**TASK DIRECTIONS:**
Before printing the listing, strip out its pictures and keep everything else exact.

------ INPUT DATA

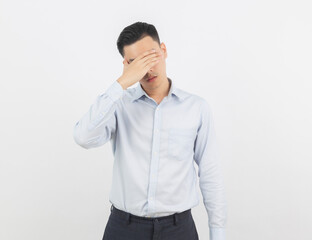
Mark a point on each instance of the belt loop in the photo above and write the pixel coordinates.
(175, 219)
(128, 218)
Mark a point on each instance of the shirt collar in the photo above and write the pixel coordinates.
(173, 91)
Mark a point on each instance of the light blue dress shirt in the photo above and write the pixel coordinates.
(155, 147)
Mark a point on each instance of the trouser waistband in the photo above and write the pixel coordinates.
(175, 218)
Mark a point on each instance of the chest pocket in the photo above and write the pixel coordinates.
(181, 143)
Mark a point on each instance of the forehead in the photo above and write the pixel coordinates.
(140, 46)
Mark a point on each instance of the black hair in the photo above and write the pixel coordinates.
(135, 32)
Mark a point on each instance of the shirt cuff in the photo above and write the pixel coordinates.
(115, 91)
(216, 233)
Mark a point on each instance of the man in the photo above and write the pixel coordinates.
(157, 132)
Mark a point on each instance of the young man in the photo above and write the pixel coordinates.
(157, 132)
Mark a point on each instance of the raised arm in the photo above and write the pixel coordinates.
(97, 126)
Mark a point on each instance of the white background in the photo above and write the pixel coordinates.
(250, 59)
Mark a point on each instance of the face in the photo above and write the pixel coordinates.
(159, 69)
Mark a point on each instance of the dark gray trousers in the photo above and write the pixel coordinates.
(126, 226)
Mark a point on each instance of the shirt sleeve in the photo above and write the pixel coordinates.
(210, 175)
(97, 126)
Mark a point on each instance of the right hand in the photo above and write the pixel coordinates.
(136, 70)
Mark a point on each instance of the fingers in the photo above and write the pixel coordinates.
(152, 58)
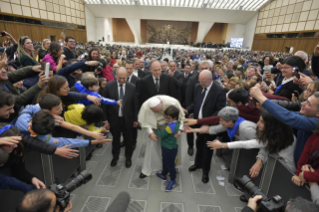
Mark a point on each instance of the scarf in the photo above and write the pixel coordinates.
(232, 131)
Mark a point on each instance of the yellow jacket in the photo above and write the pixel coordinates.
(74, 116)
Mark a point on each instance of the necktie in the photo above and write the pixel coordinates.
(121, 97)
(157, 84)
(201, 100)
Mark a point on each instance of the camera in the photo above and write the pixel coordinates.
(62, 192)
(265, 204)
(99, 67)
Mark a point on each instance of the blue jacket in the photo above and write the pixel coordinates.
(25, 118)
(14, 184)
(86, 102)
(304, 124)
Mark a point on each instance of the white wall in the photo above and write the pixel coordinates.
(235, 31)
(172, 13)
(249, 32)
(90, 25)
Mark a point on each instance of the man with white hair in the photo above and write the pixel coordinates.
(151, 116)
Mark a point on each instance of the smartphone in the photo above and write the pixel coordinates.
(47, 70)
(296, 72)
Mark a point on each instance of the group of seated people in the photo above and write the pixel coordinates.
(272, 104)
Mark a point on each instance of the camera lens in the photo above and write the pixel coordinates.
(79, 180)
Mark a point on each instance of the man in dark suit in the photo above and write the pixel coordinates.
(124, 119)
(189, 98)
(178, 79)
(137, 71)
(209, 98)
(156, 84)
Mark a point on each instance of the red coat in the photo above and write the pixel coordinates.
(310, 155)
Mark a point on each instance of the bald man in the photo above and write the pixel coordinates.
(121, 120)
(209, 99)
(156, 84)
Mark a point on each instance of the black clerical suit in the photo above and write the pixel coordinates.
(147, 87)
(178, 82)
(189, 98)
(215, 100)
(124, 123)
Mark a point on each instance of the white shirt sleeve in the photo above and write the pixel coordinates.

------------

**OUTPUT OF THE EXERCISE:**
Mark a point on each instance of the belt loop in the photo above and write the pixel coordinates.
(175, 219)
(128, 218)
Mark a point on each instance of the shirt collar in the photo above and write the pixel coordinates.
(173, 91)
Mark a point on each instance of the light blue dress shirt in the photo above and write the pixel coordinates.
(155, 147)
Mark a point on each instance of the trouser waistband in the photo above and write the pixel coordinates.
(175, 218)
Mark a point on each instance of the chest pocket in the photo above and write the pixel coordinates.
(181, 143)
Mark a point on each instance of the forehead in the photo above and write the pixel coordinates.
(140, 46)
Mark a point on each instance of the black hair in the photo above and write the pixel coordinates.
(135, 32)
Mark a point on each instance of the shirt cuff in the photo above and write the pixel coordinates.
(115, 91)
(216, 233)
Mark a point on each instance of the man in the photo above and write the pixel coordinates.
(157, 132)
Mark a point on each instance of the young man in the photo above and write the pixel coordinates.
(157, 132)
Mark a point on each instance of the raised arm in the photo above and write the pixel coordinates.
(97, 126)
Mark a point on each instance of the white background in the photo above and write the pixel coordinates.
(250, 59)
Mark a point on each instance of the face in the photo above and write the pixel coordinates.
(159, 69)
Mark a point on each instance of the dark gray trousers in the photo above and write the pixel coordinates.
(126, 226)
Mark a point on each instance of the shirt sleeve in the photo above and write the pixel coordinates.
(210, 175)
(97, 126)
Mark a point on each instance of the right hand in the photo above and write the pixel coordinates.
(136, 70)
Mark a point on each instance of the fingers in the photo above and write the pixel coordinates.
(152, 58)
Mark a point on each instance of the scarf in the photo above and write the pixel coordinates.
(232, 131)
Mark a point on each instance of the yellow jacket in the photo above and write the pixel coordinates.
(74, 116)
Mark a point on each instance of the necktie in the photo above and write the pixel coordinates.
(121, 97)
(157, 84)
(201, 100)
Mark a point on each instance of the camera in the photo above and write the pixel coordinates.
(62, 192)
(265, 204)
(99, 67)
Mark a point on each instance of the blue jacket in the photo above and write the pixel coordinates.
(25, 118)
(14, 184)
(86, 102)
(304, 124)
Mark a point on each instance of the white wall in the photo above and write the pixel coordinates.
(235, 31)
(172, 13)
(249, 32)
(90, 25)
Mark a point on each instance of the man with white hair in the photo above and write the pixel coordinates.
(151, 116)
Mark a point on each instance of the smartphone in the photo above and write the pixel coordinates.
(47, 70)
(296, 72)
Mark a point on each instance of the group of seated people in the photo above and write the pixel coordinates.
(272, 104)
Mark a point on each instance of the camera lens in the photo above and write the pixel coordinates.
(79, 180)
Mark a point on each instance of the man in dark suit in the photo above and write the pixel coordinates.
(124, 119)
(189, 98)
(178, 79)
(137, 71)
(209, 98)
(156, 84)
Mark a point on each instance of the red coat in the photo above and write the pixel coordinates.
(310, 155)
Mark a point on each instance of the bald man in the photo above and write the pixel coordinates.
(121, 120)
(209, 99)
(156, 84)
Mark a point on each instance of the black clerical suit in the photo above and write the pixel coordinates.
(147, 87)
(178, 82)
(189, 98)
(215, 100)
(124, 123)
Mark a point on each instance of the white shirt sleeve in the photo above and write the pixel coordinates.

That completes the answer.